§ **Task statement**: Rewrite the records from the line with "The component shall locate the tie" through the end of the records, including both of those lines and every request between them, and skip all earlier lines. Multiply each coordinate in the answers by 0.7 and round the result to a whole number, rounding halves up, while leaving the requests unchanged.

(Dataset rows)
+-------+

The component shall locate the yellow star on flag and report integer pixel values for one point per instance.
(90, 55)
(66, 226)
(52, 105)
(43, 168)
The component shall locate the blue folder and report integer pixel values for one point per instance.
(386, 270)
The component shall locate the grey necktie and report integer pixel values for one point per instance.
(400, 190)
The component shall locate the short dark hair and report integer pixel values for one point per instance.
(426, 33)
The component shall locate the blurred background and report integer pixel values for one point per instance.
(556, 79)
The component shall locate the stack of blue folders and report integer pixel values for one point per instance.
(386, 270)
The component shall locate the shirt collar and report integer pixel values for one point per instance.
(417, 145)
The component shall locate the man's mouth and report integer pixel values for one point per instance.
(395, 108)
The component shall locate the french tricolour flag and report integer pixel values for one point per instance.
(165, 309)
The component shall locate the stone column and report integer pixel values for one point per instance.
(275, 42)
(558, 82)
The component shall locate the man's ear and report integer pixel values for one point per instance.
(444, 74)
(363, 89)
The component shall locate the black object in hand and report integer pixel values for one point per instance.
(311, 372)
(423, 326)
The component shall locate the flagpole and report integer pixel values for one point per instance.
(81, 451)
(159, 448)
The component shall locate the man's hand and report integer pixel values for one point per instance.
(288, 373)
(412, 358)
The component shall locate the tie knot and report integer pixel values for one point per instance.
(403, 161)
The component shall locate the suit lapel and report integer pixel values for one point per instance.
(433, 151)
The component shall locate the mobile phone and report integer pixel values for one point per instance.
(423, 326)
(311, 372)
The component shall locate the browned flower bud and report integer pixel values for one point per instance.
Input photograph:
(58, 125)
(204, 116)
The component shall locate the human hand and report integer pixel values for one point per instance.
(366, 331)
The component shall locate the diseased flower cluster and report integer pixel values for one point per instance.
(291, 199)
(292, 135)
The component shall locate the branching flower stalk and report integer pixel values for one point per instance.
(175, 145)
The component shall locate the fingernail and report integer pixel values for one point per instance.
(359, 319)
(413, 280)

+-------+

§ **Full output**:
The component shall locate the tie knot and report integer pixel values for one point per instance.
(282, 113)
The component shall locate the suit lapel and report integer pixel values for one point per instance.
(303, 106)
The component shall locate the mobile phone and report integer pixel values for one point per instance.
(296, 228)
(218, 260)
The component shall locate the browned flower bud and report integer pixel values for one point per instance.
Input photograph:
(41, 88)
(143, 81)
The component shall locate the human hand and report integer pixel values for one point per instance.
(256, 232)
The component shall locate the diseased flower cluster and report integer pixel values for one point per instance.
(204, 139)
(204, 95)
The component shall locate the branching flower stalk and report integer pixel values for one point per instance.
(123, 102)
The component shall locate the fingernail and report integer pixel values for one point per instance.
(251, 223)
(289, 196)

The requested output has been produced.